▶ AIM OF THE EXERCISE
Among the entries below, how many lines have the string "wearing" in them? Only the number should be given.

[Entries taken from a collection]

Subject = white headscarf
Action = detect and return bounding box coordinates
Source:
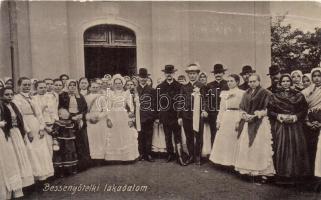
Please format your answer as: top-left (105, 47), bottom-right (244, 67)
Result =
top-left (303, 73), bottom-right (311, 81)
top-left (291, 70), bottom-right (303, 82)
top-left (310, 67), bottom-right (321, 80)
top-left (112, 74), bottom-right (126, 87)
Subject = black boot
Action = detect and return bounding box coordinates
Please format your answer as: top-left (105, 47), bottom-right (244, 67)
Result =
top-left (166, 154), bottom-right (175, 163)
top-left (146, 155), bottom-right (155, 162)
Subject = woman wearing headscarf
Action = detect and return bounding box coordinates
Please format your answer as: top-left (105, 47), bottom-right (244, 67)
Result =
top-left (59, 79), bottom-right (90, 171)
top-left (302, 73), bottom-right (312, 89)
top-left (0, 87), bottom-right (34, 188)
top-left (209, 74), bottom-right (244, 167)
top-left (13, 77), bottom-right (54, 181)
top-left (104, 74), bottom-right (139, 161)
top-left (302, 67), bottom-right (321, 177)
top-left (268, 74), bottom-right (310, 183)
top-left (291, 70), bottom-right (304, 91)
top-left (85, 81), bottom-right (111, 162)
top-left (198, 72), bottom-right (212, 158)
top-left (4, 77), bottom-right (13, 88)
top-left (234, 74), bottom-right (275, 182)
top-left (0, 97), bottom-right (24, 199)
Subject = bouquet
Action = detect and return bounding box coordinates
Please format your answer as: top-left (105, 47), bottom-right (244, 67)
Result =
top-left (53, 138), bottom-right (60, 151)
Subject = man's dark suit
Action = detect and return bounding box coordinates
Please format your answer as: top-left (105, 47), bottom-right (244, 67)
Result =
top-left (137, 84), bottom-right (156, 158)
top-left (178, 81), bottom-right (206, 161)
top-left (156, 79), bottom-right (182, 156)
top-left (206, 79), bottom-right (228, 145)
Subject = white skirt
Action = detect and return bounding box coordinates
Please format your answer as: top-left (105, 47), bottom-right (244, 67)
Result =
top-left (105, 110), bottom-right (139, 161)
top-left (314, 133), bottom-right (321, 177)
top-left (209, 111), bottom-right (239, 166)
top-left (10, 128), bottom-right (34, 187)
top-left (24, 115), bottom-right (54, 180)
top-left (87, 114), bottom-right (108, 159)
top-left (0, 129), bottom-right (24, 199)
top-left (234, 117), bottom-right (275, 176)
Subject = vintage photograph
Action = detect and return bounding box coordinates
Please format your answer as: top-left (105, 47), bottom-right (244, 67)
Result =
top-left (0, 0), bottom-right (321, 199)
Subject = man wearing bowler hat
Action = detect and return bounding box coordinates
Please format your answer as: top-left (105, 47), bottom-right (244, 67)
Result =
top-left (177, 63), bottom-right (208, 165)
top-left (239, 65), bottom-right (256, 91)
top-left (155, 65), bottom-right (186, 166)
top-left (267, 65), bottom-right (282, 93)
top-left (205, 64), bottom-right (229, 146)
top-left (136, 68), bottom-right (157, 162)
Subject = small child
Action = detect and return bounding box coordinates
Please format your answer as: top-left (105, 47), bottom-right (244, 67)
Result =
top-left (51, 108), bottom-right (78, 177)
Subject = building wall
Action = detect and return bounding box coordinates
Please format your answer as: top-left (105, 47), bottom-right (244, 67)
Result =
top-left (2, 1), bottom-right (272, 86)
top-left (0, 1), bottom-right (12, 77)
top-left (28, 1), bottom-right (70, 78)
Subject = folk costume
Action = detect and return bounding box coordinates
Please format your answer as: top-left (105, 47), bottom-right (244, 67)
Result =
top-left (234, 86), bottom-right (275, 176)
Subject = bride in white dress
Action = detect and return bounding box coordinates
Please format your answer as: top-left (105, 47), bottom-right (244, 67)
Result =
top-left (104, 74), bottom-right (139, 161)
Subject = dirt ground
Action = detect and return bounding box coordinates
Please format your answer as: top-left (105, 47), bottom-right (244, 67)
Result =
top-left (24, 159), bottom-right (321, 200)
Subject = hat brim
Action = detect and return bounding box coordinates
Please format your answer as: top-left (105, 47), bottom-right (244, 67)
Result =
top-left (185, 70), bottom-right (200, 73)
top-left (211, 69), bottom-right (227, 73)
top-left (162, 69), bottom-right (177, 73)
top-left (240, 70), bottom-right (256, 75)
top-left (137, 74), bottom-right (151, 78)
top-left (267, 71), bottom-right (280, 76)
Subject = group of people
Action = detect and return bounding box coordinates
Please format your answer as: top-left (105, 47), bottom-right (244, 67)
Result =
top-left (1, 62), bottom-right (321, 199)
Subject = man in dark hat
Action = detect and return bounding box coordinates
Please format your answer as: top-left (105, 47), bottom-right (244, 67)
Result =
top-left (239, 65), bottom-right (255, 90)
top-left (155, 65), bottom-right (186, 166)
top-left (205, 64), bottom-right (229, 146)
top-left (136, 68), bottom-right (157, 162)
top-left (267, 65), bottom-right (282, 93)
top-left (177, 63), bottom-right (207, 165)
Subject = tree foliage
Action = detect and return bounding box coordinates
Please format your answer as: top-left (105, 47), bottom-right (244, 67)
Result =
top-left (271, 15), bottom-right (321, 73)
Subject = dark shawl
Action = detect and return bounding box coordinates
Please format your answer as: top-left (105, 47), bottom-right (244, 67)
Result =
top-left (1, 102), bottom-right (26, 140)
top-left (267, 89), bottom-right (308, 121)
top-left (58, 92), bottom-right (88, 126)
top-left (238, 86), bottom-right (271, 146)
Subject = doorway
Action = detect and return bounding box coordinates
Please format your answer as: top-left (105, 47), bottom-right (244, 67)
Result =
top-left (84, 24), bottom-right (136, 79)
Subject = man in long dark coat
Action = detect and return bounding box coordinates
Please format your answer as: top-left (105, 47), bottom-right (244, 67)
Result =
top-left (156, 65), bottom-right (186, 166)
top-left (136, 68), bottom-right (157, 162)
top-left (206, 64), bottom-right (228, 146)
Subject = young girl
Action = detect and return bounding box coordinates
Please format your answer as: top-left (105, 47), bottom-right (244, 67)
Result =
top-left (51, 108), bottom-right (78, 177)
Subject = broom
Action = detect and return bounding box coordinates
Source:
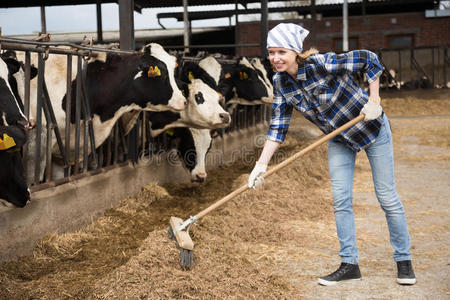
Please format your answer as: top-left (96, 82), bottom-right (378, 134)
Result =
top-left (169, 114), bottom-right (365, 269)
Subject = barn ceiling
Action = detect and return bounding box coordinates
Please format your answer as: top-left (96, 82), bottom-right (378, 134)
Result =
top-left (0, 0), bottom-right (288, 10)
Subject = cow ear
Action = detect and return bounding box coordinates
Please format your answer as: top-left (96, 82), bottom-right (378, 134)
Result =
top-left (143, 45), bottom-right (151, 56)
top-left (4, 58), bottom-right (21, 75)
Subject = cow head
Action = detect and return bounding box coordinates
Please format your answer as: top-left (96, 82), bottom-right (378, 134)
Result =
top-left (226, 57), bottom-right (271, 103)
top-left (134, 43), bottom-right (187, 112)
top-left (0, 57), bottom-right (29, 128)
top-left (250, 57), bottom-right (274, 103)
top-left (170, 127), bottom-right (212, 183)
top-left (182, 79), bottom-right (230, 129)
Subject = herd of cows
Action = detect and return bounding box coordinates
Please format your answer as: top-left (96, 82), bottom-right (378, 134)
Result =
top-left (0, 43), bottom-right (275, 208)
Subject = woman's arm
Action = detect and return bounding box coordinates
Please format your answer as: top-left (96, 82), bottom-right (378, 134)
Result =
top-left (257, 139), bottom-right (280, 165)
top-left (368, 77), bottom-right (380, 103)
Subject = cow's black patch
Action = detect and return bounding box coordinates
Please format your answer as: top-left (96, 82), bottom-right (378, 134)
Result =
top-left (178, 61), bottom-right (217, 92)
top-left (147, 111), bottom-right (181, 130)
top-left (0, 150), bottom-right (29, 207)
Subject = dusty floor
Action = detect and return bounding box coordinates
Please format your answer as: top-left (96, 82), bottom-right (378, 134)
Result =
top-left (0, 89), bottom-right (449, 299)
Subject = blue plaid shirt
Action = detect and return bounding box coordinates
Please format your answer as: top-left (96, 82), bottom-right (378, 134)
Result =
top-left (267, 50), bottom-right (384, 151)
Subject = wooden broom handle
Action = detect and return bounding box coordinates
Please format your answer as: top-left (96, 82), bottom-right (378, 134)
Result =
top-left (194, 114), bottom-right (365, 220)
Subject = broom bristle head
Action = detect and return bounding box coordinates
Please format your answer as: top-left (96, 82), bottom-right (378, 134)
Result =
top-left (180, 249), bottom-right (194, 269)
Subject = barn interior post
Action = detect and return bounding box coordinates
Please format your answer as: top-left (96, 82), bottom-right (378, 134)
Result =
top-left (261, 0), bottom-right (268, 57)
top-left (183, 0), bottom-right (190, 53)
top-left (343, 0), bottom-right (348, 51)
top-left (311, 0), bottom-right (316, 46)
top-left (40, 6), bottom-right (47, 34)
top-left (234, 0), bottom-right (239, 56)
top-left (119, 0), bottom-right (138, 162)
top-left (96, 0), bottom-right (103, 43)
top-left (119, 0), bottom-right (135, 50)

▶ RESPONSE BELOW
2